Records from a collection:
━━━━━━━━
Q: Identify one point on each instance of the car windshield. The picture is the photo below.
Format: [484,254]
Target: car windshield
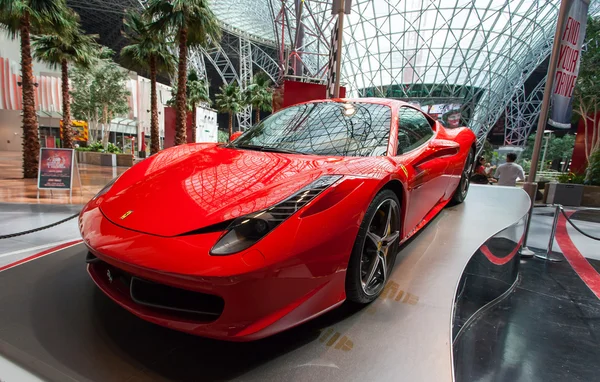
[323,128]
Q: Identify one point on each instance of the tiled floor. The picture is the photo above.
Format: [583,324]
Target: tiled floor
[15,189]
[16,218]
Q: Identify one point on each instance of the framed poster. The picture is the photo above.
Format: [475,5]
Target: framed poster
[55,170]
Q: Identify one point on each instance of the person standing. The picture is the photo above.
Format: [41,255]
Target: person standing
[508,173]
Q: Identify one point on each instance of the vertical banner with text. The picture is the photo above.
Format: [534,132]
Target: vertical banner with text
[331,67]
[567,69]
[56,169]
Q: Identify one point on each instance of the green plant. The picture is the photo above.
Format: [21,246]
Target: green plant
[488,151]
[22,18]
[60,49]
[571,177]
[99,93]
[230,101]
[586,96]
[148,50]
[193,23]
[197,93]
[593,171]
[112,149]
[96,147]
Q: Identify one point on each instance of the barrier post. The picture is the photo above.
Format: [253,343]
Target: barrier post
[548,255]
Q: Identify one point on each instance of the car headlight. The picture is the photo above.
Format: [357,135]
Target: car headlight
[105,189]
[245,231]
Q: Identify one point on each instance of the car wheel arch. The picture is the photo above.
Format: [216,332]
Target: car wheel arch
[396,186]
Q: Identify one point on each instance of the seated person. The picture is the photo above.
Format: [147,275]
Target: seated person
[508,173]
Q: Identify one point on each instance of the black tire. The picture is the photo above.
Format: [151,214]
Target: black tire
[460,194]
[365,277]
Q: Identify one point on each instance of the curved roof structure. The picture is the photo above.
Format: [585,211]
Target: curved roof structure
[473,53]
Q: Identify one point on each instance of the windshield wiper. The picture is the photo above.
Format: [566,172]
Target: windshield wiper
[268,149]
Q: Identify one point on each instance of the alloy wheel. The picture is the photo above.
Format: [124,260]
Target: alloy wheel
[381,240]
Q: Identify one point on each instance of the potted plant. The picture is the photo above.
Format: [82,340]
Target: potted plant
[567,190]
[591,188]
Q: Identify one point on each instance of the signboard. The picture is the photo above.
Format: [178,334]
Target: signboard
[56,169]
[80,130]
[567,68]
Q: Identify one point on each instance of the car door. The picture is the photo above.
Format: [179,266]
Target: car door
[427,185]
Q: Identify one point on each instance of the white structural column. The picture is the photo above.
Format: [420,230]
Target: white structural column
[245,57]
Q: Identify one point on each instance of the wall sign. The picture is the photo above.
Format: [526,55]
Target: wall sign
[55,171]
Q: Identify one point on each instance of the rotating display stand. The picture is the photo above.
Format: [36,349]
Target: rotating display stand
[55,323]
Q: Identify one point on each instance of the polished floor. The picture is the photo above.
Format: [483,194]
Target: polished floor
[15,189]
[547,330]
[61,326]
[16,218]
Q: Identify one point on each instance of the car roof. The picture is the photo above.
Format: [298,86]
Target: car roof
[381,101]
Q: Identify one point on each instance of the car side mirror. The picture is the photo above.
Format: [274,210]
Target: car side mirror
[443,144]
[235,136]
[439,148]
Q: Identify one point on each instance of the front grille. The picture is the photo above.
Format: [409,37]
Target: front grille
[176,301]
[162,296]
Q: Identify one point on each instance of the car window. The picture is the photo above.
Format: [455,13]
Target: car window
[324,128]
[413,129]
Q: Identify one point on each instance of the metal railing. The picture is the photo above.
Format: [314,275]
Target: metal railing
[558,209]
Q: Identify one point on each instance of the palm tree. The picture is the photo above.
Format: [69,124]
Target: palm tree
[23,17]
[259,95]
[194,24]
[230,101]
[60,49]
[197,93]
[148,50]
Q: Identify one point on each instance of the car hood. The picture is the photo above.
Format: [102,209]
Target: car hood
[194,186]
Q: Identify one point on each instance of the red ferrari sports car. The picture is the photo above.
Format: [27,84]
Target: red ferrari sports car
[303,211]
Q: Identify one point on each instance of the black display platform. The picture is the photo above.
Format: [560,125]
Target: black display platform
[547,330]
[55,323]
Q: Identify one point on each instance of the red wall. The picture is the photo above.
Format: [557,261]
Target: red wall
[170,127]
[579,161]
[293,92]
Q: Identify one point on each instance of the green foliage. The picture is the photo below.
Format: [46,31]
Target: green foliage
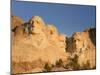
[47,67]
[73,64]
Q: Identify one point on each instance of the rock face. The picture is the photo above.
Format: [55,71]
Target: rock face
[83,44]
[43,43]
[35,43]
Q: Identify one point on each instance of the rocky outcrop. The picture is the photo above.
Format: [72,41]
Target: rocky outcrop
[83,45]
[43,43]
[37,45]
━━━━━━━━
Read through the entries above and copy each line that has the string "below" in it.

Q: Identify one point on each instance of the car windshield. The picture is the photo below.
Q: Identify one point on each instance of the green foliage. The picture is the photo below.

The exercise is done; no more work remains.